** Start TASK DATA **

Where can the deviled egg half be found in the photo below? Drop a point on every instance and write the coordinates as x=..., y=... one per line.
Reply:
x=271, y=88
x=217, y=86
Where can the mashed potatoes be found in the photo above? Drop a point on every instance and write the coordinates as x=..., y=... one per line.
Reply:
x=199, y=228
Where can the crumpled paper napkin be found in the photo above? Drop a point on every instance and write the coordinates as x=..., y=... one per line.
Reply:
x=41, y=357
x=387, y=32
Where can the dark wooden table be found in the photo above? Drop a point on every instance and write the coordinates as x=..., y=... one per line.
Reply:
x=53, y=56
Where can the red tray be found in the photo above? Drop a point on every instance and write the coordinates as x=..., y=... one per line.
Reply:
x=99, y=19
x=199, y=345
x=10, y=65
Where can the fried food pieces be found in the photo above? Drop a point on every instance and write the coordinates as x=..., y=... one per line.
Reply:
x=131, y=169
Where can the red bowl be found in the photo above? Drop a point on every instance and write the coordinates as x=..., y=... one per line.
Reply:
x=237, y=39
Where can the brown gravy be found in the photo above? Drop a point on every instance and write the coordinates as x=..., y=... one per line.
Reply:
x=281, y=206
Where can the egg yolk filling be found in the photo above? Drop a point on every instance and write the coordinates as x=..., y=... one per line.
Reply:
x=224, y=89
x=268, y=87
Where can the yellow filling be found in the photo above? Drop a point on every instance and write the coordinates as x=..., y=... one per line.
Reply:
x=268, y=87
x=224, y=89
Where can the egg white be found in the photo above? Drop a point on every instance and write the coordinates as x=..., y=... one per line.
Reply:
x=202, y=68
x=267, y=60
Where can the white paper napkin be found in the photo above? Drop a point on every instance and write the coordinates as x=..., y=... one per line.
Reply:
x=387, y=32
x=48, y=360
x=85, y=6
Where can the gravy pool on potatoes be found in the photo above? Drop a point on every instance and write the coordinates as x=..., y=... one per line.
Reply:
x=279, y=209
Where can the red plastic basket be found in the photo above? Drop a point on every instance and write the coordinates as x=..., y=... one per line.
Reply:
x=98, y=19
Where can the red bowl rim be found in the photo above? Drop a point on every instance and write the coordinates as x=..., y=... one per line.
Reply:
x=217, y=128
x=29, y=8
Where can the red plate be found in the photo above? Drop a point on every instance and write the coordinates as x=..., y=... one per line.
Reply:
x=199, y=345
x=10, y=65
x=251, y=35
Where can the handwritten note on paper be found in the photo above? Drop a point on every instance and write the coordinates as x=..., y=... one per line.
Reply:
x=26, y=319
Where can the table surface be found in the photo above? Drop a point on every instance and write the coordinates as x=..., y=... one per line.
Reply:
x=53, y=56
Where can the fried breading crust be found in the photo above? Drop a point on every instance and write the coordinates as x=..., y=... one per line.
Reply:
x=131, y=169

** End TASK DATA **
** Start TASK DATA **

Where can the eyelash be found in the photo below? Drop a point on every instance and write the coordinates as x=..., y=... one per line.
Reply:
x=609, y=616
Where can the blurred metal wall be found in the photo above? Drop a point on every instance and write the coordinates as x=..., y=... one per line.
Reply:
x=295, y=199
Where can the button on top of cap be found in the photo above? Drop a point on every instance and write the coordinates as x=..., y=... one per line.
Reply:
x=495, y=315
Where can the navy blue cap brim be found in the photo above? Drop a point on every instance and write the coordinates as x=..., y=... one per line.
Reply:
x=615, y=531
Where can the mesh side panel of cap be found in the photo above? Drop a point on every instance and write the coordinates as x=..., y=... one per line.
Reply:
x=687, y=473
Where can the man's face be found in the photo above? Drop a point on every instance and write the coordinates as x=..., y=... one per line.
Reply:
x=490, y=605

** End TASK DATA **
** Start TASK DATA **

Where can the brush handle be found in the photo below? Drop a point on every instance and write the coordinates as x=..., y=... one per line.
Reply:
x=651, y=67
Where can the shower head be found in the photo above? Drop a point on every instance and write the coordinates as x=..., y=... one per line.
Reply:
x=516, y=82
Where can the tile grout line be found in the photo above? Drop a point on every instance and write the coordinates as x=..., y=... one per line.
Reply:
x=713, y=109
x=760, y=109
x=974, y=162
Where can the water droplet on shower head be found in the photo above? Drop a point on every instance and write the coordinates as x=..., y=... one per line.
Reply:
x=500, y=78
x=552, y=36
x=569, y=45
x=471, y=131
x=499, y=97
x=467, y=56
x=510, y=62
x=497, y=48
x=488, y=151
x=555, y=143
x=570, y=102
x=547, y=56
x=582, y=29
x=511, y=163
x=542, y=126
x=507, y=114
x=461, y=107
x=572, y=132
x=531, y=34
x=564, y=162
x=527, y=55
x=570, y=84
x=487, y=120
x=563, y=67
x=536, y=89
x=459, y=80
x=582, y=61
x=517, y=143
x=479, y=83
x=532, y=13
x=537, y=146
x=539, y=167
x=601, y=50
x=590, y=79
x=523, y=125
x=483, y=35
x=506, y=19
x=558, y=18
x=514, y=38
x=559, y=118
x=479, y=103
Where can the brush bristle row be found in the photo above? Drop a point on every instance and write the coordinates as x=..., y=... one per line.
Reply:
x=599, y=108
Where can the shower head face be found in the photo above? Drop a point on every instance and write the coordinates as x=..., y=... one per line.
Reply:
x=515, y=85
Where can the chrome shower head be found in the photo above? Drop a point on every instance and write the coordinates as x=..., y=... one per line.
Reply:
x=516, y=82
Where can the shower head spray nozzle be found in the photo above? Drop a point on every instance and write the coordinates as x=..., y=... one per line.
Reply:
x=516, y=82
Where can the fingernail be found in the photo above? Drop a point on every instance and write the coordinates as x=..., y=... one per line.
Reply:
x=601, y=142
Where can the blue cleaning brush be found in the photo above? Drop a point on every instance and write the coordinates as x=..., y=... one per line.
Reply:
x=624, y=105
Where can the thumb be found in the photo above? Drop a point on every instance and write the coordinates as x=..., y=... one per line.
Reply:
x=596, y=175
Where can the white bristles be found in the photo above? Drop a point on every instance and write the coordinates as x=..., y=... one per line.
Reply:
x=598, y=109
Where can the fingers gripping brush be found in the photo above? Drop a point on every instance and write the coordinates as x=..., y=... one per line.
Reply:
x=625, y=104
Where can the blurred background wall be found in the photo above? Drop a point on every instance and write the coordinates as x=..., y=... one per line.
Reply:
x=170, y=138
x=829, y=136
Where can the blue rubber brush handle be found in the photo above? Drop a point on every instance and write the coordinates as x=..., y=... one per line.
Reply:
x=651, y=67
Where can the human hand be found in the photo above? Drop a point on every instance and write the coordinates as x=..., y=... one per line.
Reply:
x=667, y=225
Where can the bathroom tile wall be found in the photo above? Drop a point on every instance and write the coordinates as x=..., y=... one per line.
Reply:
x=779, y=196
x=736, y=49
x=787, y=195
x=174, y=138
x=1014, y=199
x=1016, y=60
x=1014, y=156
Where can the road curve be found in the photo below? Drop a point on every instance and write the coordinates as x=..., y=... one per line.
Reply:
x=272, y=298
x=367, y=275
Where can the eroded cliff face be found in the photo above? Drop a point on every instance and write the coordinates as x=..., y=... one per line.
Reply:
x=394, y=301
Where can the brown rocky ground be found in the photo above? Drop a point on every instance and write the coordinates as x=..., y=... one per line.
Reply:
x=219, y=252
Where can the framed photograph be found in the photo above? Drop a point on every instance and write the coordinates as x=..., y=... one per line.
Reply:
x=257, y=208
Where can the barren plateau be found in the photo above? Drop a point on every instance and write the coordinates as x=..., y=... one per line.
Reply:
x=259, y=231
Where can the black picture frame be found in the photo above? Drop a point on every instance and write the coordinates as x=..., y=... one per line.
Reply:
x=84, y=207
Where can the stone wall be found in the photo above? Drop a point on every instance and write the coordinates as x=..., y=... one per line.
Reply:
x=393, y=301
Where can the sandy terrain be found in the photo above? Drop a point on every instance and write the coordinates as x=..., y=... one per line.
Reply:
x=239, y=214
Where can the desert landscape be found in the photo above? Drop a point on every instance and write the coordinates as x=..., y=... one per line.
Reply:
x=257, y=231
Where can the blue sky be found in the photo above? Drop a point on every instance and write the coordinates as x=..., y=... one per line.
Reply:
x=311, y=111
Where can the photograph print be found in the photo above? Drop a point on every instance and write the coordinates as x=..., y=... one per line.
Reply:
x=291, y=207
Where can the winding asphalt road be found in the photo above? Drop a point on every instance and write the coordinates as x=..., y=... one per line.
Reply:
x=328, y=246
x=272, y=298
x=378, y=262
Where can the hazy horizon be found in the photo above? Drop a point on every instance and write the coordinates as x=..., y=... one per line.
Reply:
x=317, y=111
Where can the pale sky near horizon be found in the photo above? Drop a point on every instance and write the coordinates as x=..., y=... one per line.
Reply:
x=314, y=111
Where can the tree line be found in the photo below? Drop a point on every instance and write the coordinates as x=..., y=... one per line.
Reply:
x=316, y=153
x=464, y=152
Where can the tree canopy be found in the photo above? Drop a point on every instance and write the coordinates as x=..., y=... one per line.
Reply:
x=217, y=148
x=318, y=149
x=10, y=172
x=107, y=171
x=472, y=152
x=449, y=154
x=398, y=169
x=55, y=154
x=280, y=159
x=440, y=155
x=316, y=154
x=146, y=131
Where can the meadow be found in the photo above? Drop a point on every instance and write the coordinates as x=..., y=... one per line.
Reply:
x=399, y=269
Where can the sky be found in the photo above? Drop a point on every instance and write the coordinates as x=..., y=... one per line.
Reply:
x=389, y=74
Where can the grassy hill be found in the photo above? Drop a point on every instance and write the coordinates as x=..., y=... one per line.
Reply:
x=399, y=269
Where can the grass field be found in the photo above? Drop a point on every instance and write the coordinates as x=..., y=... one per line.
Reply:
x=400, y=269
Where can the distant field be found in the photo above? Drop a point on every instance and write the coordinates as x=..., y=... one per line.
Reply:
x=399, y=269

** End TASK DATA **

• WHAT THE EXERCISE ASKS: Turn the part of the entries above that opens with the line containing "Where can the winding" and closes with the line containing "x=146, y=131" into a numbered list, one line per item, with both of those lines included and any blank lines left out.

• PROBLEM SOLUTION:
1. Where can the winding asphalt road be found in the photo above? Drop a point on every instance and write the coordinates as x=..., y=... one per line.
2. Reply:
3. x=328, y=246
4. x=272, y=298
5. x=378, y=262
6. Where can the hazy horizon be found in the photo above? Drop a point on every instance and write the coordinates as x=..., y=... one per line.
7. Reply:
8. x=317, y=111
9. Where can the pale sky near horizon be found in the photo above? Drop a point on every instance and write the coordinates as x=..., y=... one per line.
10. Reply:
11. x=314, y=111
12. Where can the tree line be found in the photo below? Drop a point on every instance and write the coordinates as x=..., y=... one per line.
13. Reply:
14. x=316, y=153
15. x=464, y=152
16. Where can the tree canopy be found in the photo above? Drop a point on every instance and write the coordinates as x=..., y=... one per line.
17. Reply:
18. x=217, y=148
19. x=318, y=149
20. x=10, y=172
21. x=107, y=171
22. x=472, y=152
23. x=449, y=154
24. x=398, y=169
25. x=55, y=154
26. x=280, y=159
27. x=440, y=155
28. x=316, y=154
29. x=146, y=131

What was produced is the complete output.